---- AUSGEWÄHLTER TEXT

Es ist ein beliebter Allgemeinplatz, dass deutsche Schüler mit dem Thema Nationalsozialismus geradezu überfrachtet werden. In Deutsch-, Geschichts- und Politikunterricht werden Holocaust, Hitlerdiktatur und HJ-Erfahrungen scheinbar ununterbrochen durchgenommen.
„Aber stelle ich meine Studenten im historischen Seminar die zwanzig wichtigsten Fragen zu Exil und Vertreibung herrscht unwissendes Schweigen“, berichtet Dieter Nelles (hier im Litradio) von der Wuppertaler Universität. Anscheinend existiert ein eklatanter Widerspruch zwischen Wahrnehmung und Realität. Dies zeigte zumindest die Tagung „Ethik der Erinnerung“, die am vergangenen Wochenende in Wuppertal stattfand. Die Gesellschaft für Exilforschung, die Else-Lasker-Schüler-Gesellschaft und die dortige Volkshochschule hatten Wissenschaftler und Pädagogen eingeladen, um nachzufragen, wie man unfassbare Vertreibungserfahrungen an Schüler vermitteln kann.

--------

→ AUFGABENSTELLUNG: Gib aus dem Text über Exil und Vertreibung im Unterricht den Teil von „Es ist ein beliebter“ bis „scheinbar ununterbrochen durchgenommen.“ wörtlich wieder. Die Daten stammen aus einer anderen Quelle.

---- QUELLENMATERIAL

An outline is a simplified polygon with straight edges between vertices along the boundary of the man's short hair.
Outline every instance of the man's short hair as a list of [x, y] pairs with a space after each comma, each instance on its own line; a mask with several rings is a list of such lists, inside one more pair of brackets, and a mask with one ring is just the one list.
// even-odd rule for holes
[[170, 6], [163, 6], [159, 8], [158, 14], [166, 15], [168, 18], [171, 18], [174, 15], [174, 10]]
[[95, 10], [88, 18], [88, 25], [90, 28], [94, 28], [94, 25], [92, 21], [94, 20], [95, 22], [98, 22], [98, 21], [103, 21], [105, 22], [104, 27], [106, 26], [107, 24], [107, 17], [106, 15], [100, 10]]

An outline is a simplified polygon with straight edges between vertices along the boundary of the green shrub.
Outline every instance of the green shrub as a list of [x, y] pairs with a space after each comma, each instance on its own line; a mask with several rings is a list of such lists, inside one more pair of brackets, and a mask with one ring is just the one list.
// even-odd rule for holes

--------

→ LÖSUNG:
Es ist ein beliebter Allgemeinplatz, dass deutsche Schüler mit dem Thema Nationalsozialismus geradezu überfrachtet werden. In Deutsch-, Geschichts- und Politikunterricht werden Holocaust, Hitlerdiktatur und HJ-Erfahrungen scheinbar ununterbrochen durchgenommen.